RECORDS FOR PROCESSING:

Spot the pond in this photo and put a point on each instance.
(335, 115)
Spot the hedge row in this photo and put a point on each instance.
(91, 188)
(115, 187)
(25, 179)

WORK TASK: Go through the records and copy each one exactly.

SOLUTION TO THIS TASK:
Spot the pond in this photo and put a point on each instance.
(335, 115)
Spot the hedge row in this photo and put a point on each instance.
(91, 188)
(115, 187)
(25, 179)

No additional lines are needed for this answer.